What to do: Turn the lines from the one containing "pollen in the image above." through the end of the items into a numbered list, leaving out any blank lines.

· · ·

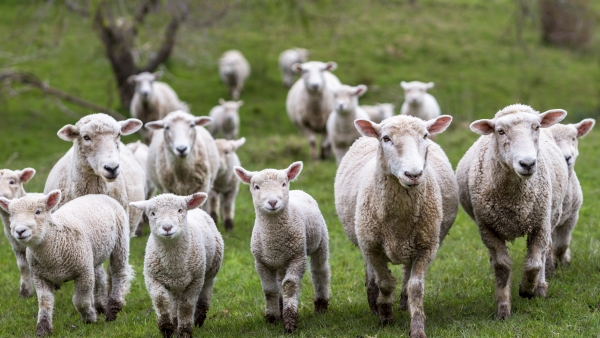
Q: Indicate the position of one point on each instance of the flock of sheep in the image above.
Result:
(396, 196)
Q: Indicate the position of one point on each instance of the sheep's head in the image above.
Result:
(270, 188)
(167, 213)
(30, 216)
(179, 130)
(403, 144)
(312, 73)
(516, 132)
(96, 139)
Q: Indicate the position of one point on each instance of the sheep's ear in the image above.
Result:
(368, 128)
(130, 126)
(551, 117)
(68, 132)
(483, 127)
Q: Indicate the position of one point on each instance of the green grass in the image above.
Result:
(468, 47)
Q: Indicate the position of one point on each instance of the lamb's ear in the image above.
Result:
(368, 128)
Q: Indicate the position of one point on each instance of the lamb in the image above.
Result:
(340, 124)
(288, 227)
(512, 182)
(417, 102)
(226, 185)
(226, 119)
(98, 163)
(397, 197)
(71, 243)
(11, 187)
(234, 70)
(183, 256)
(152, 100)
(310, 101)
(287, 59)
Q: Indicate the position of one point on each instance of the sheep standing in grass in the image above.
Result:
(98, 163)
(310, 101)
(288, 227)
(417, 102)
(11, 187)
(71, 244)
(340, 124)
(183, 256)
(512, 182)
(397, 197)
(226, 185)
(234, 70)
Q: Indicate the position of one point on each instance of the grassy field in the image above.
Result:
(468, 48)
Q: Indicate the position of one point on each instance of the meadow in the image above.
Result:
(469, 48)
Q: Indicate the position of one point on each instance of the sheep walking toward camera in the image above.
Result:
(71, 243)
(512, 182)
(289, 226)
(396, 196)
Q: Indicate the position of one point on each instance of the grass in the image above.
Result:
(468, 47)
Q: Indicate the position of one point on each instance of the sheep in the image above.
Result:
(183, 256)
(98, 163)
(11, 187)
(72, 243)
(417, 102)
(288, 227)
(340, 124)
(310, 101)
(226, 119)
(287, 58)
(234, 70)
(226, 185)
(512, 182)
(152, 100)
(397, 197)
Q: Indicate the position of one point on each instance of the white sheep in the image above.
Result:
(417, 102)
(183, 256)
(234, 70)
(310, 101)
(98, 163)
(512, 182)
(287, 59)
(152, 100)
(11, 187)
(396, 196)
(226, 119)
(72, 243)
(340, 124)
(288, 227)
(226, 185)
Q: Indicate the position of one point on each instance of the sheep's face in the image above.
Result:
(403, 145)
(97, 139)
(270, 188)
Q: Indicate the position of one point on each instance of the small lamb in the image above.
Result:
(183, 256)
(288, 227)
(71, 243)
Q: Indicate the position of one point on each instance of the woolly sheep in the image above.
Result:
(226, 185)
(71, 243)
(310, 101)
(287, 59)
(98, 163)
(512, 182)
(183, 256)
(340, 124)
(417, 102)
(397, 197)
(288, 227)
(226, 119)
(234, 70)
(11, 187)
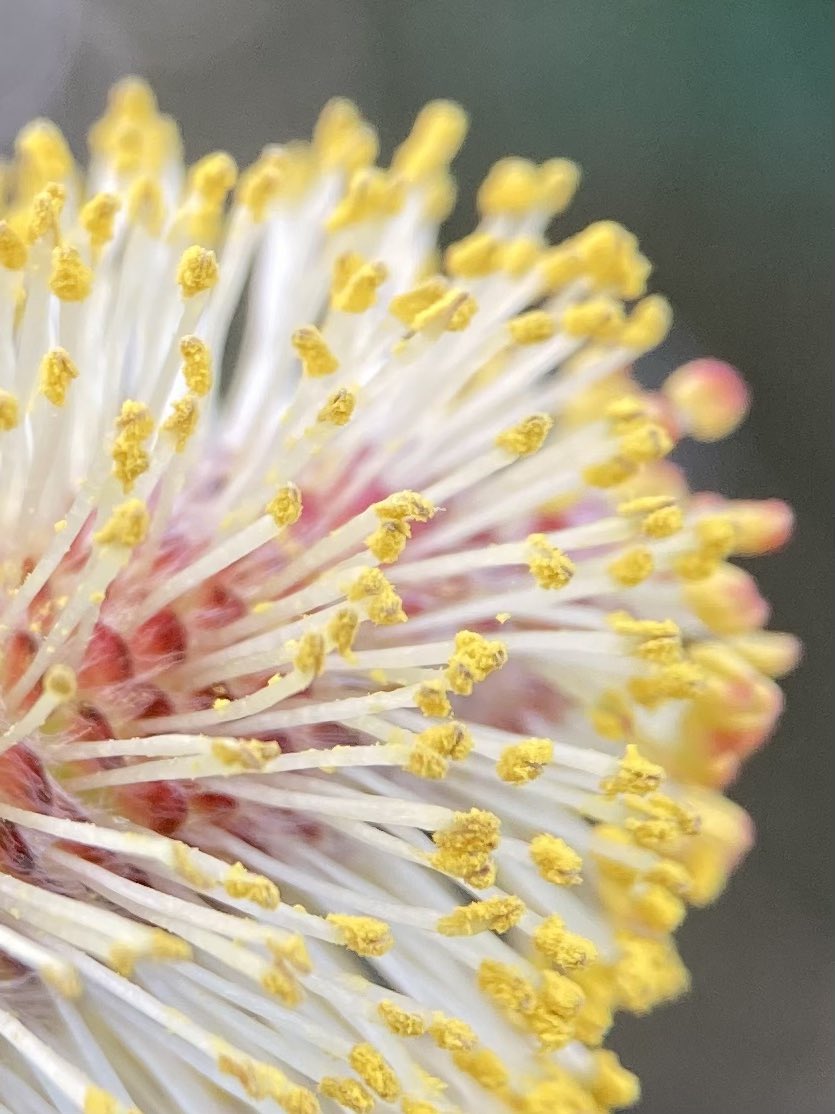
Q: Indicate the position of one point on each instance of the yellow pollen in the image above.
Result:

· · ·

Exercise response:
1. Q: Indicate the position of one point on each instance of the yellow pollen in the image above.
2. Result:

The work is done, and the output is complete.